#### Records to use ####
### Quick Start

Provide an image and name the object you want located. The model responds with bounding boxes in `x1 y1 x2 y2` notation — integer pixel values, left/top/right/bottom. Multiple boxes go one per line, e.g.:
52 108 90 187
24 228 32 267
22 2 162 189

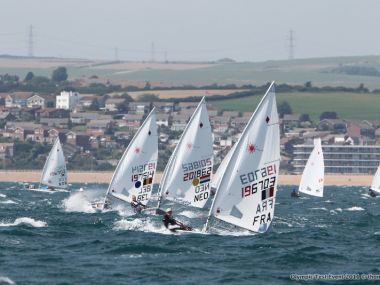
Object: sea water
0 183 380 284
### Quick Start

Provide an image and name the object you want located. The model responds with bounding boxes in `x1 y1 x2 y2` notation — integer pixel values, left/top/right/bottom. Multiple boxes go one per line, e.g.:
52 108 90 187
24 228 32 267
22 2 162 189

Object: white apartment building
56 91 80 110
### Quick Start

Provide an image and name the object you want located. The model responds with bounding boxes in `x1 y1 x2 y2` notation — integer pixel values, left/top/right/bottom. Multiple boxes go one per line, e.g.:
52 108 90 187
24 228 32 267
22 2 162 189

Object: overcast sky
0 0 380 61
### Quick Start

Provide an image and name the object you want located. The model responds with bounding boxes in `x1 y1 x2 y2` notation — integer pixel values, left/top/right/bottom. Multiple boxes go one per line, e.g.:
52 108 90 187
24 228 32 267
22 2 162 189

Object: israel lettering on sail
105 108 158 204
205 83 280 232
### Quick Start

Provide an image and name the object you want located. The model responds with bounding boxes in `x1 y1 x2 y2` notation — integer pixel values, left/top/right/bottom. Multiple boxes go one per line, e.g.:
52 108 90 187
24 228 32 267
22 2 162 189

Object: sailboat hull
25 188 70 193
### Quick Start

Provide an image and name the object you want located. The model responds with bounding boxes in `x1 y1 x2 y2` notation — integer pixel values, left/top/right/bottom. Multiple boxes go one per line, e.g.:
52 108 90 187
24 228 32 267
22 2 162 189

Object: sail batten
206 83 280 232
299 138 325 197
105 108 158 205
158 98 213 208
40 137 68 189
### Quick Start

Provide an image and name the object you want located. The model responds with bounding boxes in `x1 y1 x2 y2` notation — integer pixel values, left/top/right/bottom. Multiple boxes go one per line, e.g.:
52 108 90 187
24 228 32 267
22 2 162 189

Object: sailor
368 188 376 197
162 208 192 232
131 195 146 214
291 188 300 198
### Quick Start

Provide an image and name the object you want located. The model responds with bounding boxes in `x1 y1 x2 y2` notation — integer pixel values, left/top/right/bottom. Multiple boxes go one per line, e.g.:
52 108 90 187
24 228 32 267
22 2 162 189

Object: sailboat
92 108 158 209
204 82 280 233
369 165 380 197
157 97 213 208
298 138 325 197
25 137 68 193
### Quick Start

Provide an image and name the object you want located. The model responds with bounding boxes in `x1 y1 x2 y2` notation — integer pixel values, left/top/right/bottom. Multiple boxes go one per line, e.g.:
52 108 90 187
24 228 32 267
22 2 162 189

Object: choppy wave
62 191 96 213
178 210 204 219
0 200 18 204
310 207 328 211
0 217 47 228
114 218 166 234
0 276 16 285
345 206 364 212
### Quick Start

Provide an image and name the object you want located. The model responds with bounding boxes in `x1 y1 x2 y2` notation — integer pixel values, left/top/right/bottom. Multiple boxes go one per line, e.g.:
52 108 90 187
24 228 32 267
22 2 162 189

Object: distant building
156 114 170 127
26 94 54 108
0 143 15 159
292 144 380 174
56 91 80 110
104 98 125 112
5 92 34 108
128 102 150 115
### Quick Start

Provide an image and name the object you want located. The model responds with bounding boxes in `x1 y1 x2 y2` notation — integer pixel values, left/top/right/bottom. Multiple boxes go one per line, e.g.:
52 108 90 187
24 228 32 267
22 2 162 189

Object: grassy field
210 93 380 121
128 89 247 99
0 56 380 89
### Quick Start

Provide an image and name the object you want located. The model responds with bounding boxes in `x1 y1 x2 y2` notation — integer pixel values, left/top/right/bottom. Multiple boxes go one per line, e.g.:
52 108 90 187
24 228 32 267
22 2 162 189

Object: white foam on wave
113 218 205 235
0 276 16 285
62 192 96 213
345 206 364 212
310 207 328 212
114 218 170 234
178 210 203 219
0 217 47 228
209 228 257 237
0 200 18 204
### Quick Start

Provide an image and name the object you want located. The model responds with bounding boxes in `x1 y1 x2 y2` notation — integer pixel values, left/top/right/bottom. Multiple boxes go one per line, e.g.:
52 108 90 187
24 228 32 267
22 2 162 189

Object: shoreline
0 170 373 187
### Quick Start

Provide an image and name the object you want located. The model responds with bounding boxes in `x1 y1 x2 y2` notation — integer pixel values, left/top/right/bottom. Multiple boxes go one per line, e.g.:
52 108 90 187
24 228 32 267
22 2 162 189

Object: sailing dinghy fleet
21 82 368 233
24 137 69 193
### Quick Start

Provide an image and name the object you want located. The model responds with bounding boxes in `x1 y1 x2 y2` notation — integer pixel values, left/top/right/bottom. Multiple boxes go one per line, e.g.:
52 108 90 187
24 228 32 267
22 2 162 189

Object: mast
103 107 155 209
38 136 59 189
157 96 205 209
203 81 274 232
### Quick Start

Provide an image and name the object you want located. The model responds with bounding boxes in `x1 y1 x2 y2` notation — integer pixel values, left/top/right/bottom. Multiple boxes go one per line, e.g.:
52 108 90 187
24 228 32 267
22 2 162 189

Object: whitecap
0 276 16 285
0 200 18 204
310 207 328 212
345 206 364 212
62 192 96 213
178 211 203 219
114 218 204 235
114 219 170 233
0 217 47 228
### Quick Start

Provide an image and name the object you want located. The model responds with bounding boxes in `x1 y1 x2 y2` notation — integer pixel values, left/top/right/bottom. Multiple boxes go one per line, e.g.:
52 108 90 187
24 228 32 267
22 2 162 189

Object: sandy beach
0 170 372 186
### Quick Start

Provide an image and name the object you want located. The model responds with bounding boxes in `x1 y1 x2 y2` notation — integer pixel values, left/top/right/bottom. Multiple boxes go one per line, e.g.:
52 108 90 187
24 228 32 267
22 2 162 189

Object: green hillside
211 92 380 121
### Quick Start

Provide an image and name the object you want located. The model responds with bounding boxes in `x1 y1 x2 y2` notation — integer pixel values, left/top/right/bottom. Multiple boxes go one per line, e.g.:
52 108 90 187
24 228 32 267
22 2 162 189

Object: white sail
206 83 280 232
41 137 67 189
160 98 213 208
211 143 237 189
371 165 380 194
105 108 158 205
299 138 325 197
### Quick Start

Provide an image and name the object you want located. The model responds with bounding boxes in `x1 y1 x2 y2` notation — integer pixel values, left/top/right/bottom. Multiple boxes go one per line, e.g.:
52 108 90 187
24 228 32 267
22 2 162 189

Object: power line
288 29 294 60
150 42 155 62
114 47 119 61
28 25 34 57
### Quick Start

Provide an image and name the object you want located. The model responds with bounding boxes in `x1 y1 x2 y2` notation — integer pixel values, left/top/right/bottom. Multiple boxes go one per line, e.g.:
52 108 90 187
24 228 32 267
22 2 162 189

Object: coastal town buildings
56 91 80 110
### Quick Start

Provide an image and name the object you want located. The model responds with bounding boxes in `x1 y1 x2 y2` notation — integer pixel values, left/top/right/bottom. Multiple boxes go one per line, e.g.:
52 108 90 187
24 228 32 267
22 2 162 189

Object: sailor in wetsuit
131 195 146 214
162 208 192 232
368 188 376 197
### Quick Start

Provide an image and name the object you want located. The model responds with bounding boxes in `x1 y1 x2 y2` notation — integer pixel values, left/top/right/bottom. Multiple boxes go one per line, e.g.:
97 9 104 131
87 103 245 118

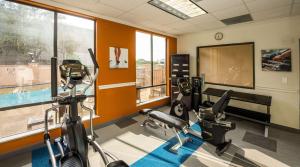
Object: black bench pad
139 108 153 115
149 111 188 130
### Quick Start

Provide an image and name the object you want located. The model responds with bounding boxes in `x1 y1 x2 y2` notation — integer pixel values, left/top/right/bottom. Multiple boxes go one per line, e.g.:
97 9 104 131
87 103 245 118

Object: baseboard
0 142 46 161
271 123 300 133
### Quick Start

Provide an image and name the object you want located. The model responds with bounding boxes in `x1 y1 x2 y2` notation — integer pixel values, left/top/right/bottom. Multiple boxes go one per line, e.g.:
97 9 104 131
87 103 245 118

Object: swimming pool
0 86 94 108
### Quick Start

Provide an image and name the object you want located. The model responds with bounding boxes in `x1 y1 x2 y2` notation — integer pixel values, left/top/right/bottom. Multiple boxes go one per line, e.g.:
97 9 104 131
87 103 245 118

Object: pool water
0 86 94 108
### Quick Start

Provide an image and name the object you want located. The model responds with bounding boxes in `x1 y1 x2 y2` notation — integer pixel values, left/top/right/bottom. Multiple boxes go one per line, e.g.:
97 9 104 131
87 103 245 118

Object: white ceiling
52 0 300 35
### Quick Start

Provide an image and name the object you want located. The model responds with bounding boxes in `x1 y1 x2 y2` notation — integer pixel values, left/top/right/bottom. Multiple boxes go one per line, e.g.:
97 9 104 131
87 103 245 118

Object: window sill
0 115 99 144
137 96 170 107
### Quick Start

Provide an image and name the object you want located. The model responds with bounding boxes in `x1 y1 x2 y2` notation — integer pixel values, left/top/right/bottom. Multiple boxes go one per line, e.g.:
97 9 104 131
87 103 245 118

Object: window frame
0 1 97 111
135 30 168 103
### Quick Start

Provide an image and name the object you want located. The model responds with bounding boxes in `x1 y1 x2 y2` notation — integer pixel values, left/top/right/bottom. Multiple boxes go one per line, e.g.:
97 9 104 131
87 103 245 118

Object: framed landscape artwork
261 48 292 71
109 47 128 68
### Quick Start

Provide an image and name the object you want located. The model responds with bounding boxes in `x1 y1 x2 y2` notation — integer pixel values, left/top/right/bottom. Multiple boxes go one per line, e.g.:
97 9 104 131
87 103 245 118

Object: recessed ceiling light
148 0 207 20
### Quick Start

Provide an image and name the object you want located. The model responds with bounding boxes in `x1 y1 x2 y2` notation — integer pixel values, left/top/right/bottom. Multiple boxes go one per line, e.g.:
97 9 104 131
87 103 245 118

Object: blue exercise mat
130 124 203 167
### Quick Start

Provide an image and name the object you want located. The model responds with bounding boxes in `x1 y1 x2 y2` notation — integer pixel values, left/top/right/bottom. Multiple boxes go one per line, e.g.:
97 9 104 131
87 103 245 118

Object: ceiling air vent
221 14 253 25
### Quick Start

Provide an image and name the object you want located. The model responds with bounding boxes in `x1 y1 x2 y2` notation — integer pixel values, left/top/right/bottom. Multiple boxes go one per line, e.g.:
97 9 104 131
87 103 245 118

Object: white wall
177 16 300 129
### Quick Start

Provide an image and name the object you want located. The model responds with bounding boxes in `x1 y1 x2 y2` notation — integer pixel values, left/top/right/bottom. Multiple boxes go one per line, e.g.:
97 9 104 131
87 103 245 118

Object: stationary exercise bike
170 78 235 155
44 49 128 167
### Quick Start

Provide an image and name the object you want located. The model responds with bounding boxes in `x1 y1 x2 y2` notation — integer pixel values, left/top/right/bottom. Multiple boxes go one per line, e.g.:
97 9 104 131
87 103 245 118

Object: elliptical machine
####
- Direction
Return every line of the items above that contains the string "sailboat". Case counts.

- Worked solution
Object: sailboat hull
Object: sailboat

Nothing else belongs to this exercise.